- [Activities]
1 – List the activities that the blog entry says the writer jumped right back into.
2 – In the blog entry, rewrite the paragraph beginning "You cannot imagine (or maybe you can)" as a shorter paragraph that keeps its main points.

- [Passage for review]
┏━━

To love joyfully and ecstatically, but without blindness.
To trust wholly, but only those who earn it.
To think pragmatically, but never without compassion.

And so I can only hope that the juxtapositions upon life's canvas can coexist much like the octopus and Picasso's painted woman. For perhaps they aren't really so obviously different afterall.

Wednesday, February 1, 2012

The Animal Who Loves the Sun.

I'm up again, it's 1am, I'm hanging out in my favorite fleece and underwear. James Taylor is soothing me with lines about country roads and escape, and Heidi just knocked on my bedroom door to bring me a freshly baked peanut butter-chocolate chip cookie.

Am I lucky or what?

I've been in a bit of a funk all day, and couldn't really tell you exactly why. There's a lot of things that have been weighing down my spirits the last few days. Yes, I lost my uncle to a horrible car accident, and watched Oma gasp for breath and fade before my eyes this past weekend. What's strange though is that after my good cry on Friday, I've felt so incredibly calm that really everything has seemed sort of surreal, a blur. I've jumped right back into everything - school, workouts, social stuff, and thesising - yet I almost feel like I've tiptoed through the last few days, waiting for the other shoe to drop, some other bad thing to happen, and I've warned Whoever or Whatever or Fate about the consequences of testing my strength again anytime soon. I'm just completely exhausted.

You cannot imagine (or maybe you can) how much more I've thought about death the last few days, how I waited  for the text message from Mom telling me her flight landed safely, and Pop to say that the drive back home was uneventful. These events usually wouldn't even carve a spot out on my radar - it's been easy to accept that things generally turn out just fine. Afterall, I've traveled the world and have always come home safely. What is there to fear? I think youth allows you to laugh at death, or even on a particularly good day, you might even squeeze in an eye-roll or two at an otherwise seemingly distant phenomena. Yet, now it's like a little dark cloud is following me around, just to challenge my resolve to remain optimistic. I guess the sunrise of consciousness casts long shadows.

Just look at 'em! What a guy!
Albert Camus, my absolute favorite thinker and writer, in his Lyrical and Critical Essays (which he wrote when he was 22...amazing!) best teases out my recent thoughts regarding death. He writes: "A young man looks the world in the face. He has not had time to polish the idea of death or of nothingness, even though he has gazed on their full horror. That is what youth must be like, this harsh confrontation with death, this physical terror of this animal who loves the sun" ("Nuptials," 77)

He continues: "Death and colors are things we cannot discuss. But can I really think about it? I tell myself: I am going to die, but this means nothing since I cannot manage to believe it and can only experience other people's death. I have seen people die. Then I think of flowers, smiles, the desire for women, and realized that my whole horror of death lies in my anxiety to live! I love life too much not to be selfish. What does eternity matter to me. ("Nuptials" 78)

This love of life, this saturated, infatuated demand and desire for closeness with the world is to understand the glory of loving life unconditionally in spite of the cruel irony that death creates. It is acknowledging the inevitability of death that frees you from its grip in a way, in which suddenly "learning patiently and arduously how to live" ("Nuptials" 69) becomes enough. All we must do as human beings then is learn how to live joyously despite the futility of our struggle. Indeed, "there is no love of life without despair of life" ("Love of Life," 56). and so perhaps my doubts place me in not such a bad place after all. Rather, I am just an animal who loves the sun.

Time to cast off the dark storm clouds.

┗━━

- [Data section]
┏━━

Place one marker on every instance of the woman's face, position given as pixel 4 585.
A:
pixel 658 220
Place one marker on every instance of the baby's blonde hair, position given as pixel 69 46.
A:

┗━━

- [Answers]
1 – school, workouts, social stuff, thesising

2 – Over the last few days I've thought far more about death, waiting for Mom's text that her flight had landed safely and for Pop's word that the drive home was uneventful. Normally such things wouldn't register. It has been easy to accept that things turn out fine, since I've traveled the world and always come home safely. Youth lets you laugh at death, but now a little dark cloud follows me, testing my resolve to stay optimistic. The sunrise of consciousness casts long shadows.